• **Source data**:
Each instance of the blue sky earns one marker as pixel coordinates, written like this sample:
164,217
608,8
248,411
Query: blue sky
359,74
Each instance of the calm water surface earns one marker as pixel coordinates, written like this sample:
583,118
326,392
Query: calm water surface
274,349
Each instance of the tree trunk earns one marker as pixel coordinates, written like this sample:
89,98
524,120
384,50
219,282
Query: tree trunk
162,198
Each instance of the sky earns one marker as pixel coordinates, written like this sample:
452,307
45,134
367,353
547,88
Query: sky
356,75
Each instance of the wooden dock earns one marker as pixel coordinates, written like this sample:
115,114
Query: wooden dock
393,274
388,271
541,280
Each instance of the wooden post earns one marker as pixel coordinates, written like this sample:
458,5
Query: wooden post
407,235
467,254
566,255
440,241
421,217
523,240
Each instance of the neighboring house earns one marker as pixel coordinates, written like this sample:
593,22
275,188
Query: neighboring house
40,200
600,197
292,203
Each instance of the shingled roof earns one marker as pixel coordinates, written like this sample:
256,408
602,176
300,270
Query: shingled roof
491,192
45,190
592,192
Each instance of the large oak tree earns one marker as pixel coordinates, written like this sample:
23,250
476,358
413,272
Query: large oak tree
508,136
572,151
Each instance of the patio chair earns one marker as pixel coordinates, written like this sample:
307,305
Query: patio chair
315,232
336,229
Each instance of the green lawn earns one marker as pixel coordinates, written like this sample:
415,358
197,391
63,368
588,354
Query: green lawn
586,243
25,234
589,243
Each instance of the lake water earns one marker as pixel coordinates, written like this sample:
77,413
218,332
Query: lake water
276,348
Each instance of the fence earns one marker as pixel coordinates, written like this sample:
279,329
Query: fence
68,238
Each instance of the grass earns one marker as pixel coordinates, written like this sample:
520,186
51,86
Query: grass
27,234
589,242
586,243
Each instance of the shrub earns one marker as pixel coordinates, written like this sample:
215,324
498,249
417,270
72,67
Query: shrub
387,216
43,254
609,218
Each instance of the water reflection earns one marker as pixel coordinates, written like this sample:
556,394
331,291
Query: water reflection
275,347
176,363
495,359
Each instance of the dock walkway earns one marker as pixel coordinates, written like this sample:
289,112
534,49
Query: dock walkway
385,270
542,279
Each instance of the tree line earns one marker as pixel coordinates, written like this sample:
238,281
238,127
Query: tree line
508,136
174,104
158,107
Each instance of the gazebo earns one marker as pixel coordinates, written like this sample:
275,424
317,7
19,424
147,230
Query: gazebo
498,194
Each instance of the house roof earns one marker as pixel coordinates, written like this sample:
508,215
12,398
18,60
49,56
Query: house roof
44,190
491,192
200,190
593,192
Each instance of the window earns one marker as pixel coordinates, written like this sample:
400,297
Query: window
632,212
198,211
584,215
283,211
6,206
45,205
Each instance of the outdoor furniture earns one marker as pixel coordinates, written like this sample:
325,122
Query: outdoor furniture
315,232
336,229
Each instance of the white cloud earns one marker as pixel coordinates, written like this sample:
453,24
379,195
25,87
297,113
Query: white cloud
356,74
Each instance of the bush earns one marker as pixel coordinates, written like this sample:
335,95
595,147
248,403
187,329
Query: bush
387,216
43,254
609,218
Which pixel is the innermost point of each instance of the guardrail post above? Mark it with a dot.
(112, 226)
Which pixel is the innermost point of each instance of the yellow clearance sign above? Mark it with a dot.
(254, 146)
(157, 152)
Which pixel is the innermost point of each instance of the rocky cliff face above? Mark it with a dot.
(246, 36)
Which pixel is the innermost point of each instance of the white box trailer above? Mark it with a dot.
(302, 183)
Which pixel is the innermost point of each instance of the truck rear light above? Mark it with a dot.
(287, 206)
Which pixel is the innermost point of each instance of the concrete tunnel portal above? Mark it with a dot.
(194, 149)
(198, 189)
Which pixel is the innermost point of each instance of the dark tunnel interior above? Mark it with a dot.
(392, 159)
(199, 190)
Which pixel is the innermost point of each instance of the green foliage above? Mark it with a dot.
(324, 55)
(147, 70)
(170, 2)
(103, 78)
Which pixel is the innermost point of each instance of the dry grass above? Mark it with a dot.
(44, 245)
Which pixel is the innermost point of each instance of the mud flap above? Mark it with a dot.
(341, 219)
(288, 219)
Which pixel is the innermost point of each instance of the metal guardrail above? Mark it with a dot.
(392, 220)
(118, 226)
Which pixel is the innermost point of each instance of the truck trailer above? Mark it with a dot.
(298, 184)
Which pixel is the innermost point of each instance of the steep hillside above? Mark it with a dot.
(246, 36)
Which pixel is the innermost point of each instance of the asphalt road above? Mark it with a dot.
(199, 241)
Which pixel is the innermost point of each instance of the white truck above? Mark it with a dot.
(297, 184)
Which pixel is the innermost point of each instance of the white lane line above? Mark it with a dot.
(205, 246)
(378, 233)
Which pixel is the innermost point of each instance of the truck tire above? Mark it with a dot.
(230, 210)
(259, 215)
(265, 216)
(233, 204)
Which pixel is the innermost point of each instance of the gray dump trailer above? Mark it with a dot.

• **Exercise goal**:
Quote each line of the data above exactly as written.

• **Answer space**:
Each instance of the blue sky earns one marker as pixel coordinates, written like this sample:
164,217
608,8
248,411
Query: blue sky
359,74
Each instance of the calm water surface earns one marker as pixel coordinates, written like this sample:
583,118
326,392
Query: calm water surface
274,349
Each instance of the tree trunk earns one marker as pixel coordinates, written like this sample:
89,98
524,120
384,50
219,282
Query: tree trunk
162,198
Each instance of the sky earns one marker as pixel coordinates, written like this sample:
452,307
45,134
367,353
547,88
Query: sky
356,75
Each instance of the wooden dock earns one marker as pixel coordinates, written like this sample:
115,114
Query: wooden dock
393,274
388,271
541,280
Each instance of the wooden post earns one marker as pixel coordinates, written like this sample:
458,5
Query: wooden post
407,235
467,254
566,255
440,241
421,217
523,240
Each instance of the neighboring house earns one marker as pixel coordinates, written like this sample:
593,22
275,188
Query: neighboring house
40,200
600,197
292,203
Each instance of the shingled roof earns one marker as pixel coordinates, written like this sample:
256,408
602,176
300,270
Query: shingled roof
491,192
45,190
592,192
Each instance of the large oak tree earns one marker as pixel coordinates, written like this sample:
23,250
476,358
413,272
Query: large oak tree
508,136
572,151
Each instance of the patio chair earns one marker as pixel coordinates, written like this sample:
307,305
Query: patio chair
315,232
336,229
Each instance of the green lawn earns one marker as pixel coordinates, written like this sample:
415,358
197,391
63,368
588,354
Query: green lawn
586,243
25,234
589,243
Each instance of the lake water earns one marker as pixel coordinates, written like this sample:
77,413
218,332
Query: lake water
276,348
Each instance of the fence earns one marker as pixel coordinates, written like this sample:
279,329
Query: fence
68,238
Each instance of the grass earns one marker as pixel coordinates, written like this sample:
520,186
51,86
Query: grass
27,234
589,242
586,243
Each instance of the shrub earns one marker as pixel coordinates, written like this sample:
215,324
498,249
417,270
72,67
Query: shrub
387,216
43,254
609,218
Each instance of the water reflection earns one marker as pixel coordinates, written like this sample:
556,394
331,291
Query: water reflection
275,347
176,363
495,359
Each instance of the dock walkway earns one marker as pixel coordinates, written like this sample:
289,112
534,49
Query: dock walkway
385,270
542,279
Each instance of the tree line earns one marker as pixel coordinates, written like this sample:
238,281
238,127
Query: tree line
508,136
174,104
158,107
Each instance of the gazebo earns one marker as pixel coordinates, written like this sample:
275,424
317,7
19,424
147,230
Query: gazebo
498,194
Each instance of the house roof earns one marker as pixel coordinates, written like this sample:
508,215
12,398
18,60
49,56
Query: house roof
44,190
491,192
200,190
593,192
Each instance of the window earns one marker as pixel coordinates, written like this sample:
400,297
Query: window
632,212
198,211
584,215
283,211
6,206
45,205
Each instance of the outdoor furniture earns one marker as pixel coordinates, written like this sample:
325,122
Query: outdoor furniture
315,232
336,229
Each instance of the white cloud earns one marker as pixel coordinates, written like this sample:
453,24
379,195
25,87
297,113
Query: white cloud
356,74
Each instance of the bush earns one marker as pixel coordinates, written like this sample:
335,95
595,147
248,403
187,329
Query: bush
387,216
43,254
609,218
Which pixel is the innermost point of each instance of the guardrail post above? Mark it with a dot.
(112, 226)
Which pixel is the innermost point of each instance of the yellow clearance sign above? Mark it with a dot.
(254, 146)
(157, 152)
Which pixel is the innermost point of each instance of the rocky cliff face above? Mark it with a dot.
(246, 36)
Which pixel is the innermost point of each instance of the white box trailer above? Mark it with a dot.
(302, 183)
Which pixel is the innermost point of each instance of the truck rear light above? Mark it with a dot.
(287, 206)
Which pixel is the innermost point of each instance of the concrete tunnel portal above? Mark it with a dot.
(194, 149)
(198, 189)
Which pixel is the innermost point of each instance of the dark tunnel interior above? Mark it with a dot.
(392, 159)
(199, 190)
Which pixel is the innermost point of each instance of the green foliage above? Mark it with a dot.
(324, 55)
(147, 70)
(170, 2)
(103, 78)
Which pixel is the innermost point of each instance of the dry grass above? Mark it with a dot.
(44, 245)
Which pixel is the innermost point of each instance of the mud flap above? Mark it with a dot.
(341, 219)
(288, 219)
Which pixel is the innermost point of each instance of the metal guardrail above? Mark it with a dot.
(392, 220)
(118, 226)
Which pixel is the innermost point of each instance of the truck trailer above? Mark it with a dot.
(298, 184)
Which pixel is the innermost point of each instance of the steep hillside above? Mark it with a dot.
(246, 36)
Which pixel is the innermost point of each instance of the asphalt road above? Mark it with a dot.
(199, 241)
Which pixel is the innermost point of each instance of the white truck above? Mark it with a dot.
(297, 184)
Which pixel is the innermost point of each instance of the white lane line above? Mark it with a dot.
(205, 246)
(378, 233)
Which pixel is the innermost point of each instance of the truck tire above? Mark it with a dot.
(230, 210)
(259, 215)
(265, 216)
(233, 204)
Which pixel is the innermost point of each instance of the gray dump trailer above? Mark it with a dot.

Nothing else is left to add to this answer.